■ Requirement 1 ■
Duplicate the records word for word, starting at the line with "Practice step: locate the winglet" and continuing through the last line of the records.

■ Excerpt provided ■

+ + +

Portrait of Madame Blavatsky resized


No Religion Higher Than Truth

Theosophy and the Absolute

“Absolute is a term derived from the Latin absolūtus which means “loosened from” or “unattached.” As such, the word “Absolute” points out a negative concept meaning non-relative, non-comparative, or without relation to anything else. In philosophy it refers to an unconditioned reality which transcends the limited, conditional, everyday existence. It is sometimes conceived of as the source through which all beings emanate. This, however, is not an accurate expression. Beings and objects cannot be emanated from the absolute as if there was an “outside” to it but, rather, they are aspects of the absolute reality itself.

In the Theosophical view, the ultimate reality of the universe is regarded to be Absolute. It is atemporal, meaning that the absolute reality was, is, and will be, whether there is a universe manifested or not. It is boundless and omnipresent, being the essence of spirit, matter, and energy. It is immutable, which implies that it cannot grow, change, or evolve. Being absolute, it transcends any opposites (such as fullness and emptiness, good and evil, being and non-being, transcendent and immanent, etc.) It cannot be grasped by the mind, though it can be sensed by the spiritual intuition.

+ + +

■ Requirement 2 ■
Decide whether each statement agrees with the passage on Theosophy and the Absolute. Answer yes or no, and quote the words from the passage that settle it.
(a) The word "Absolute" comes from a Latin term meaning "loosened from."
(b) In the Theosophical view, the absolute reality is able to evolve.
(c) The absolute can be grasped by the mind.

(Items listed in a dataset)
+ + +

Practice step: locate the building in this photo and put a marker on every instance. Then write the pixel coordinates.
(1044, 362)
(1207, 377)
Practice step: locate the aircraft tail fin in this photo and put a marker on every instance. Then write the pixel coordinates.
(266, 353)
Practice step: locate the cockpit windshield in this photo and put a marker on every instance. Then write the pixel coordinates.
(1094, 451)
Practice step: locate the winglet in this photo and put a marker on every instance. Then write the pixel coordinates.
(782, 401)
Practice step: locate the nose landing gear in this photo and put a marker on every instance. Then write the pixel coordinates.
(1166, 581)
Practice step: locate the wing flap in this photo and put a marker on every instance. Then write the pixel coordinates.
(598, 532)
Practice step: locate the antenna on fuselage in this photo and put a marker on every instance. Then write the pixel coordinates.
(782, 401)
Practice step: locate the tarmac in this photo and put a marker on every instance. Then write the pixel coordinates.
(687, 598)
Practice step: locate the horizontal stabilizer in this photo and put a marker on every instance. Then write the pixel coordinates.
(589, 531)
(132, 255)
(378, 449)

+ + +

■ Reply 1 ■
Practice step: locate the winglet in this photo and put a marker on every instance. Then write the pixel coordinates.
(782, 401)
Practice step: locate the nose landing gear in this photo and put a marker on every instance. Then write the pixel coordinates.
(1166, 581)
Practice step: locate the wing flap in this photo and put a marker on every instance. Then write the pixel coordinates.
(598, 532)
Practice step: locate the antenna on fuselage in this photo and put a marker on every instance. Then write the pixel coordinates.
(782, 401)
Practice step: locate the tarmac in this photo and put a marker on every instance. Then write the pixel coordinates.
(687, 598)
Practice step: locate the horizontal stabilizer in this photo and put a marker on every instance. Then write the pixel coordinates.
(589, 531)
(132, 255)
(378, 449)

■ Reply 2 ■
(a) Yes: "derived from the Latin absolūtus which means “loosened from” or “unattached.”"
(b) No: "It is immutable, which implies that it cannot grow, change, or evolve."
(c) No: "It cannot be grasped by the mind, though it can be sensed by the spiritual intuition."